• _PROVIDED PASSAGE_:
· · · · · · ·
JOHN KONO TYE SMITH, et al. Appellants, v. REPUBLIC OF LIBERIA, Appellee.
APPEAL FROM THE CIRCUIT COURT FOR THE FOURTH JUDICIAL CIRCUIT, MARYLAND COUNTY.
Heard: October 22, 1979. Decided: December 20, 1979.
- Where the evidence produced by the prosecution is flimsy and unconvincing, the judgment entered upon the verdict which was not supported by the evidence must be reversed.
A child was kidnaped and murdered in the village, and the appellants, defendants in the trial court were arrested, tried and a verdict of guilty brought against them. However, the trial judge granted a motion for new trial. At the second trial, no evidence was produced to convict any of the defendants of the homicide with which they were charged; yet, the jury returned a verdict of guilty. On appeal, the Supreme Court reversed the judgment entered on the verdict and ruled that a verdict of guilty based on flimsy and unconvincing evidence must be reversed. The appellants were therefore ordered discharged.
Wellington K. Neufville appeared for the appellants. M. Fulton W. Yancy, Jr. and E. Winfred Smallwood of the Ministry of Justice appeared for the appellee.
MR. JUSTICE TULAY delivered the opinion of the Court.
Count six of the indictment on which appellants herein, defendants in the trial court, were tried reads thus:
“That John Kono Tye Smith, Konde Nimely Smith, Gbleh alias Bassaman, and Puanyene, defendants, and murderers of decedent, Darbeh Blanyonde, the two and a half year old child, then and there feloniously, wilfully and unlawfully with malice aforethought and with premeditation and deliberation, did kill and murder Darbeh Blanyonde, now deceased, and from her human body extracted several parts as stated in this indictment, and she died a fatal and cruel death from the hands of the defendants herein, thereby committing the crime of murder, contrary to the statute laws of the Republic of Liberia in such cases made and provided, and against the peace and dignity of the state.”
Because Defendant John Kono Tye Smith showed indiffer-ence to the disappearance and the searching of the murdered child and also because the C.I.D. found red stains on his trousers; because Kono Nimely Smith put the music of the recorder on, left the children, among them the murdered child, dancing around it and went into the woods to fetch palm nuts and because the C.I.D. found red stains on his trousers; also because Gbleh, alias Bassaman, prior to the disappearance of little Barbeh Blanyonde, had entered the house of Oldman Dio Wodoanye, took the Oldman’s cutlass to sharpen his own, had a sip of rum/cane juice and went off to the woods, and because he refused to go back to the town when he was sent for to help in the search for the child, the defendants were indicted for the murder of Darbeh Blanyonde.
· · · · · · ·
• _ENTRIES_:

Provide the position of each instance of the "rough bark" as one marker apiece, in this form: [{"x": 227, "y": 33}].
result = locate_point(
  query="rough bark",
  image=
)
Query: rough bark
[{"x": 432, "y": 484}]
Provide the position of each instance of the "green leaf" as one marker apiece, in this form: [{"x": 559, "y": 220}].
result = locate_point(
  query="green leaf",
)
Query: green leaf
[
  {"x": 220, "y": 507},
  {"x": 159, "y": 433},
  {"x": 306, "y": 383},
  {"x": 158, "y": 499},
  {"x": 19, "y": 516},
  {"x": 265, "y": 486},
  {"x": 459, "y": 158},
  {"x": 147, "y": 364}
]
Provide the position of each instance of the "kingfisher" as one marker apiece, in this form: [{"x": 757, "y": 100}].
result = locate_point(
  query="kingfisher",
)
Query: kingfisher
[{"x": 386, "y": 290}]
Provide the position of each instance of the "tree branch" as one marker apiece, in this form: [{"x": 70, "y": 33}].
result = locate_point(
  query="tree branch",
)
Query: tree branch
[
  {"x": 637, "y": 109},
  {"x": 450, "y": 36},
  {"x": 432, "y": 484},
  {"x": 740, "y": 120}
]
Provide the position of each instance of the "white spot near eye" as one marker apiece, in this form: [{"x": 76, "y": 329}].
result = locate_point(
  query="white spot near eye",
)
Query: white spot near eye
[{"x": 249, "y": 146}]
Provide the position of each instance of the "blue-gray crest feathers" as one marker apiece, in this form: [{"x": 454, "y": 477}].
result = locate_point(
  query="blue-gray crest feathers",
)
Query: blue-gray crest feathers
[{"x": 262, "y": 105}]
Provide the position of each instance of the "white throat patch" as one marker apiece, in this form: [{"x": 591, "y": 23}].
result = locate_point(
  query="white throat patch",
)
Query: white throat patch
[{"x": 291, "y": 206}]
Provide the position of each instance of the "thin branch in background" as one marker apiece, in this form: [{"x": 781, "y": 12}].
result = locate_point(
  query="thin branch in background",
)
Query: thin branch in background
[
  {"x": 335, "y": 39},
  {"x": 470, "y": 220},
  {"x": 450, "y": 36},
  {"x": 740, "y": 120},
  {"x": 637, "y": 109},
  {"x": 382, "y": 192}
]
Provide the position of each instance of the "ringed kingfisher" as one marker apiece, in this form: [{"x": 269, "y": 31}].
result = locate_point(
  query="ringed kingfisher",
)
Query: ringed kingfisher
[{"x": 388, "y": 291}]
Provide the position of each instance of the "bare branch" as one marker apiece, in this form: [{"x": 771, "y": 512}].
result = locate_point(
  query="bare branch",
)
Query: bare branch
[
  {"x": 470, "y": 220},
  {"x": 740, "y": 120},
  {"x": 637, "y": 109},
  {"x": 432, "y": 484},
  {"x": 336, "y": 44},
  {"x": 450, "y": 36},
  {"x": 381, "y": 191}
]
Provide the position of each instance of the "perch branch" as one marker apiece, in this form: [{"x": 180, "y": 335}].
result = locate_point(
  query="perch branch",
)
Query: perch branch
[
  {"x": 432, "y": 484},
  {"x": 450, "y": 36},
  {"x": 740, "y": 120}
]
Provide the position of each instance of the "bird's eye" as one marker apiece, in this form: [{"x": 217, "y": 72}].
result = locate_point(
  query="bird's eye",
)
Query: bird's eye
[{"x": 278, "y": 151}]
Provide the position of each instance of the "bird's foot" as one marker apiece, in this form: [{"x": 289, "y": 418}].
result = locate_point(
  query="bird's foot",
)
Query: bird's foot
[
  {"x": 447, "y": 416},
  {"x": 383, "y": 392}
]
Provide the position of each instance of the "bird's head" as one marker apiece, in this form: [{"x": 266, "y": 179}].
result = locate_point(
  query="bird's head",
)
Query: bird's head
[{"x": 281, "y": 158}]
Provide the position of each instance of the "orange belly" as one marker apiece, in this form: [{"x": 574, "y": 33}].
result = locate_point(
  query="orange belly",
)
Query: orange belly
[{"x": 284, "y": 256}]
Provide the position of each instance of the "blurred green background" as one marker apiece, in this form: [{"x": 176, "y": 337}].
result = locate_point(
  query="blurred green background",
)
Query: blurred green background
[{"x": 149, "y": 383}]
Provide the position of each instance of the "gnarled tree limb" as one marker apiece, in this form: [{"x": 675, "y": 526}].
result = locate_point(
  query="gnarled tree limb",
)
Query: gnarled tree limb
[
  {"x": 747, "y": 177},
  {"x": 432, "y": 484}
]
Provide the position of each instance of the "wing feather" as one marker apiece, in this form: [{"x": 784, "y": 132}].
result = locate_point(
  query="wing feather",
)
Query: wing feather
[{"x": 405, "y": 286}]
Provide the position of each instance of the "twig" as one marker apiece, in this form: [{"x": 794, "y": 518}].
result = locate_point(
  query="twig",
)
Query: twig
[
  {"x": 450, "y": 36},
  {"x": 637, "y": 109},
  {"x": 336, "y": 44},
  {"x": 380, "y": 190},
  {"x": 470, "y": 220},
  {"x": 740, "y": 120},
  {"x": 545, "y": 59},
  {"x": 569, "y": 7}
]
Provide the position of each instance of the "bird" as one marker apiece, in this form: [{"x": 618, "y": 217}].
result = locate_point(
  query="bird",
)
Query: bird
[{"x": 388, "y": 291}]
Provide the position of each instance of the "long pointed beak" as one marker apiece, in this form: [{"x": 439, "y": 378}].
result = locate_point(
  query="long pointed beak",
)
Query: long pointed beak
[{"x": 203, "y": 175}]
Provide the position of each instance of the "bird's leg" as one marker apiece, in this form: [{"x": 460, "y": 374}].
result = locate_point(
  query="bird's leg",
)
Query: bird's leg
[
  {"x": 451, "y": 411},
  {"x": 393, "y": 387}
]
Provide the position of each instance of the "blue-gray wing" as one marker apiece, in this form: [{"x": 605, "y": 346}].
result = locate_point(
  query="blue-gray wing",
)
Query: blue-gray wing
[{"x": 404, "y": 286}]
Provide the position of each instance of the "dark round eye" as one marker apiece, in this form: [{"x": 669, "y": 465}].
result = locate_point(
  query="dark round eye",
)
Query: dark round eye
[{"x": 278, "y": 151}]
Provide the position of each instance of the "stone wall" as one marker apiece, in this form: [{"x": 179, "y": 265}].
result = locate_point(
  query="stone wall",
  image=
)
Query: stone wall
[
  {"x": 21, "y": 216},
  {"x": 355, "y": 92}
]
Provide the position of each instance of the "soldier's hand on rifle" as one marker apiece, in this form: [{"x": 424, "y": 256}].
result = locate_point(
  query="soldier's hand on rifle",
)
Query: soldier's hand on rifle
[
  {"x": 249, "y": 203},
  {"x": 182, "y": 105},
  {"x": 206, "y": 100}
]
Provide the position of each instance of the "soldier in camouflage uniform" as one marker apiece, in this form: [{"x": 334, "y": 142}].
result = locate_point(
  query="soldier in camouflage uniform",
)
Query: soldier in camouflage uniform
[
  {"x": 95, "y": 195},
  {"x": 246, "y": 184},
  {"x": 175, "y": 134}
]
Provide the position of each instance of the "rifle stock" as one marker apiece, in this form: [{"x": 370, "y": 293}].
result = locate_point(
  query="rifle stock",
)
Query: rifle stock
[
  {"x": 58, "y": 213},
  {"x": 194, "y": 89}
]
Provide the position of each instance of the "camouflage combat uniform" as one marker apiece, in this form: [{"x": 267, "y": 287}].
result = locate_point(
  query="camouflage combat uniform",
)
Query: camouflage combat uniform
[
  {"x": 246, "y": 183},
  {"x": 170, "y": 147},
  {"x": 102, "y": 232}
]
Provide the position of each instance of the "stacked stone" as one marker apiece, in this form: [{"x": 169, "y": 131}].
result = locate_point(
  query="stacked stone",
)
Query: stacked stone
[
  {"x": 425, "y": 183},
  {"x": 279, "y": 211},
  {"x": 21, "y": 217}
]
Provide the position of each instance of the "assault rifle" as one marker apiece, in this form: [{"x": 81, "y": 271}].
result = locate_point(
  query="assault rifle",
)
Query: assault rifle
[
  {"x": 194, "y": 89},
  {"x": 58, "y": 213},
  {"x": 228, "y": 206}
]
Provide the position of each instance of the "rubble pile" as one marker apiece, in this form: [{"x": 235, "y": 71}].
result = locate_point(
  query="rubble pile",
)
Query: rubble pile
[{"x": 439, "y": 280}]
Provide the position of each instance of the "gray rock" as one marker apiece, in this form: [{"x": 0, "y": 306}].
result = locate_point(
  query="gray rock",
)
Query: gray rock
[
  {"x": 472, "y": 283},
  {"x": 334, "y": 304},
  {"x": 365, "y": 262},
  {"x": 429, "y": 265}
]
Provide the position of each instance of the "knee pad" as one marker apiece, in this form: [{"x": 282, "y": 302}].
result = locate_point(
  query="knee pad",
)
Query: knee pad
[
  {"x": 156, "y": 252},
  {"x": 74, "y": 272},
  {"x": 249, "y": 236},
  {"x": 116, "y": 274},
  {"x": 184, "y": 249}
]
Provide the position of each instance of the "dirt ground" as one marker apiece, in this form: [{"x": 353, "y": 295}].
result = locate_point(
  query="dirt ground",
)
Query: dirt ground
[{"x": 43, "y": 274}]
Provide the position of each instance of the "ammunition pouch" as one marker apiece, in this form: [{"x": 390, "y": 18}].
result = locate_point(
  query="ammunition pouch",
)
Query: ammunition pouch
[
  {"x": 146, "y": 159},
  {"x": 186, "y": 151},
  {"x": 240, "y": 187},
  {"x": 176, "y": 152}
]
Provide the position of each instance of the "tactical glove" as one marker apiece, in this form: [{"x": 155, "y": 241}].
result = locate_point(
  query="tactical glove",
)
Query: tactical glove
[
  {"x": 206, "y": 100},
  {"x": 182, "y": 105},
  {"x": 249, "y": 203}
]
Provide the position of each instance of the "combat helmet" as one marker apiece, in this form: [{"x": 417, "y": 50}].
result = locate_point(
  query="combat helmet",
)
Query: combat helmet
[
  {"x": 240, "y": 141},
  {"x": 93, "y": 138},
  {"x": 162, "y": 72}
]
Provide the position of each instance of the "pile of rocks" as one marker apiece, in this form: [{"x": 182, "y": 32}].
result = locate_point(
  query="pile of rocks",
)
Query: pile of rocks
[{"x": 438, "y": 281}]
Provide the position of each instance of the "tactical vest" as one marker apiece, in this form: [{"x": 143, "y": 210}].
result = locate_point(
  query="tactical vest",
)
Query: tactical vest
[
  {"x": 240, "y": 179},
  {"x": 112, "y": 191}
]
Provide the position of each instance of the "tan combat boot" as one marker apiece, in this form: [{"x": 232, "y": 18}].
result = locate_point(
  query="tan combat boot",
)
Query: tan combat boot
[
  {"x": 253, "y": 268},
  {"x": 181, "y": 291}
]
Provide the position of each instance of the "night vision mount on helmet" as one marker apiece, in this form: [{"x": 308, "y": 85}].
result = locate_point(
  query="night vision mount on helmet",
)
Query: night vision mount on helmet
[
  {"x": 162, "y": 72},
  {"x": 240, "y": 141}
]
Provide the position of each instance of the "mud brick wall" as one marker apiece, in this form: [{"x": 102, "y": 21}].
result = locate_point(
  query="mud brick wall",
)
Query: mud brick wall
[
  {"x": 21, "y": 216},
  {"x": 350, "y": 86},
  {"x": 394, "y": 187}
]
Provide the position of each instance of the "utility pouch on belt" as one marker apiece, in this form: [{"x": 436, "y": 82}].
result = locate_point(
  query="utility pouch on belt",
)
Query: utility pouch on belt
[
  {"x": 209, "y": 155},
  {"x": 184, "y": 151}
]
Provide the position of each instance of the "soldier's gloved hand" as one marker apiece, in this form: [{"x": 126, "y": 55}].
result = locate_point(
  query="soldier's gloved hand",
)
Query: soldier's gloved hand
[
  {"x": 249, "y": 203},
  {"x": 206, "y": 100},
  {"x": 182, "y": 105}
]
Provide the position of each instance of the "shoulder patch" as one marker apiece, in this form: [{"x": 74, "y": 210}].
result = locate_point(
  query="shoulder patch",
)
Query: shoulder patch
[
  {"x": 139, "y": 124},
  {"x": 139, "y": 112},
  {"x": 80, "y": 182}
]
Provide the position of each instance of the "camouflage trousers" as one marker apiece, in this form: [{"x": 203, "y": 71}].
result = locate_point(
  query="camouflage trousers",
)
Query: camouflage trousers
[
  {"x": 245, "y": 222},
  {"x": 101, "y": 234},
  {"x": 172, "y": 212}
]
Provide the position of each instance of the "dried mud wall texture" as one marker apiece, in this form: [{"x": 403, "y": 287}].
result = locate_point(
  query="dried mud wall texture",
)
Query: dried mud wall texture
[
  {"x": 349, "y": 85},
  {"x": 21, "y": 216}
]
· · · · · · ·
Quote the court opinion word for word, starting at the words "- Where the" and stopping after "therefore ordered discharged.".

• _WRITTEN RESPONSE_:
- Where the evidence produced by the prosecution is flimsy and unconvincing, the judgment entered upon the verdict which was not supported by the evidence must be reversed.
A child was kidnaped and murdered in the village, and the appellants, defendants in the trial court were arrested, tried and a verdict of guilty brought against them. However, the trial judge granted a motion for new trial. At the second trial, no evidence was produced to convict any of the defendants of the homicide with which they were charged; yet, the jury returned a verdict of guilty. On appeal, the Supreme Court reversed the judgment entered on the verdict and ruled that a verdict of guilty based on flimsy and unconvincing evidence must be reversed. The appellants were therefore ordered discharged.